> Brano fornito:
Ecuador. Don Antonio, il prete che ha fatto la rivoluzione (senza armi)
Don Antonio Polo
Negli anni Settanta, Antonio Polo credeva nella rivoluzione. Ma sì, quella del Che, del movimento studentesco e della teologia della liberazione. Figuratevi quanto la cosa piacesse ai suoi superiori salesiani. Perché don Antonio era un seminarista animato dal fervore di farsi missionario. «Per fede, come mi esortava mia madre, e per servire il popolo di Dio, come diceva mio padre, che era più pratico», ci racconta. A 83 anni suonati, una lunga barba bianca e un basco che si toglie solo per dir Messa, padre Antonio Polo continua a fare il parroco e a osservare, dalla scalinata della chiesa di Salinas, il suo villaggio diventare una città. «La rivoluzione non l’ho fatta, ma l’ho vissuta io», racconta con occhi mai invecchiati.
«Si possono vincere i padroni - spiega -, che oggi sono le multinazionali, insegnando a un popolo, e a se stessi, come si passa dall’io al noi». L’Università, il ’68, il viaggio in Sudamerica “consigliato” dai superiori («Doveva durare quattro mesi, è stata la mia vita») e la folgorazione: per fare la rivoluzione non serve il fucile, ma insegnare a una massa di indios, che fino a qualche decennio fa venivano venduti insieme al campo di mais, che la terra non è solo “madre”, un’entità sacra e sfregiata dai conquistatori, ma che la si può comprare «e che ci si può trasformare in produttori collettivi - spiega il salesiano -, cosa che abbiamo ottenuto facendo leva sulla propensione ancestrale del popolo andino a cercare il “noi”, a sentirsi popolo e comunità. Il rapporto ancestrale con la terra e la necessità di sottrarsi alla condizione di sfruttamento, opportunamente coltivati con la Parola di Dio, hanno permesso di inculcare negli indios e nei meticci il senso del risparmio, la dignità del lavoro, l’efficacia della cooperazione; concetti facili per noi europei, che questo percorso lo abbiamo compiuto secoli fa».

[Righe del dataset sulle posizioni degli oggetti]
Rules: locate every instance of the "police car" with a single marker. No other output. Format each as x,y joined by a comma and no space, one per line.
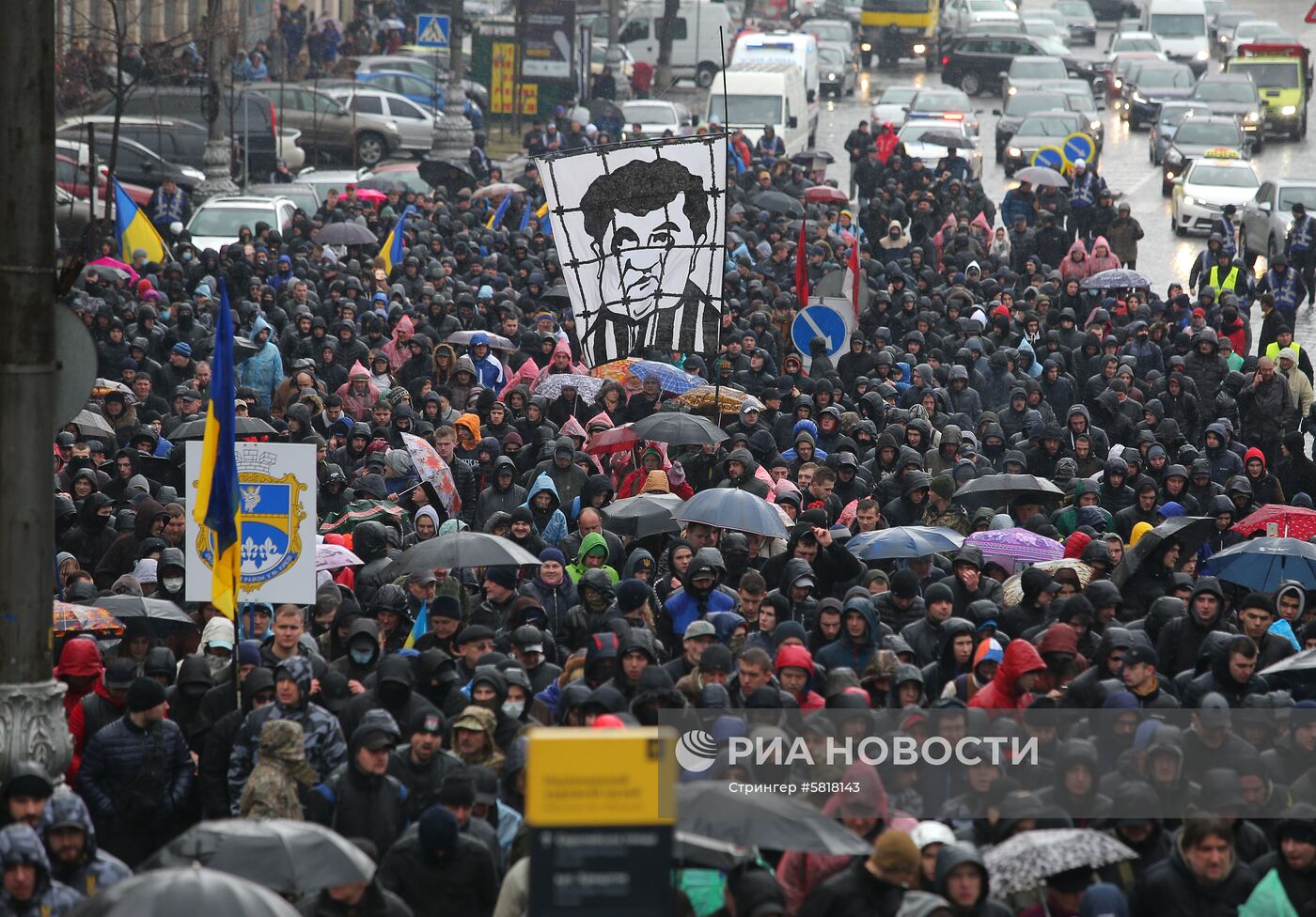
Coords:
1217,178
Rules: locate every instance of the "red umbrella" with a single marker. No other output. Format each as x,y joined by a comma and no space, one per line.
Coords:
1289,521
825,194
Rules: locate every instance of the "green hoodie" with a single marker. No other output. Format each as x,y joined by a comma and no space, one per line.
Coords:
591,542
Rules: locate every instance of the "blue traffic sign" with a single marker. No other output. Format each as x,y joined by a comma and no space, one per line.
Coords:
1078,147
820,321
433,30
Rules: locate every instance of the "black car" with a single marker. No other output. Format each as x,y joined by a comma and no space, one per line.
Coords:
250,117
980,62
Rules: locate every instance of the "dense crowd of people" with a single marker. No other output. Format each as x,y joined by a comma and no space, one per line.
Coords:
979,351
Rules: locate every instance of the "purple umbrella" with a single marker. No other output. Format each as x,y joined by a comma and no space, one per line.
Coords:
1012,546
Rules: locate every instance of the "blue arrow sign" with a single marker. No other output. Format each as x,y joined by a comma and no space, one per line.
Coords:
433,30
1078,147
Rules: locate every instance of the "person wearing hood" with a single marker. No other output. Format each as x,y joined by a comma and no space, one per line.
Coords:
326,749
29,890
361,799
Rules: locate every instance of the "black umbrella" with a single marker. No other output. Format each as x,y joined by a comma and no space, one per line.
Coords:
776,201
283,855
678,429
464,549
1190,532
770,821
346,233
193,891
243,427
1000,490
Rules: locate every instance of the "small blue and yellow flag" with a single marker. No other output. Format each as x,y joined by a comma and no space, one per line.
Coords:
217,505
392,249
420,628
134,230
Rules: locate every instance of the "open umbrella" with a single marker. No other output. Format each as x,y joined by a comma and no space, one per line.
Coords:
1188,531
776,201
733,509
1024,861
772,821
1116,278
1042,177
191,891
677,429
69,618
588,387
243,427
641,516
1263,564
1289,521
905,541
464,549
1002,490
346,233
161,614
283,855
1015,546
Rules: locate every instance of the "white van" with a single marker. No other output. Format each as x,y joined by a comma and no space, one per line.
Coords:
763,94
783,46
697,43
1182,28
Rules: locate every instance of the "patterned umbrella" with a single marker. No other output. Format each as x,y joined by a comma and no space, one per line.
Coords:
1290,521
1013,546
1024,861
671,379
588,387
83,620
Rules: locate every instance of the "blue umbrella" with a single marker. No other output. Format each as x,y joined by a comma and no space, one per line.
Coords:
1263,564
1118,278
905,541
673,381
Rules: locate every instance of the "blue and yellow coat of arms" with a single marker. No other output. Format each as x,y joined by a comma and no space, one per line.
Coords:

> Compito assegnato 1: Copia dal brano su don Antonio Polo il passo che comincia con "Ecuador. Don Antonio, il" e finisce con "occhi mai invecchiati.".
> Compito assegnato 2: Secondo il brano su don Antonio Polo, da quale luogo il sacerdote osserva il suo villaggio diventare una città?

> Soluzione del compito 1:
Ecuador. Don Antonio, il prete che ha fatto la rivoluzione (senza armi)
Don Antonio Polo
Negli anni Settanta, Antonio Polo credeva nella rivoluzione. Ma sì, quella del Che, del movimento studentesco e della teologia della liberazione. Figuratevi quanto la cosa piacesse ai suoi superiori salesiani. Perché don Antonio era un seminarista animato dal fervore di farsi missionario. «Per fede, come mi esortava mia madre, e per servire il popolo di Dio, come diceva mio padre, che era più pratico», ci racconta. A 83 anni suonati, una lunga barba bianca e un basco che si toglie solo per dir Messa, padre Antonio Polo continua a fare il parroco e a osservare, dalla scalinata della chiesa di Salinas, il suo villaggio diventare una città. «La rivoluzione non l’ho fatta, ma l’ho vissuta io», racconta con occhi mai invecchiati.

> Soluzione del compito 2: Dalla scalinata della chiesa di Salinas.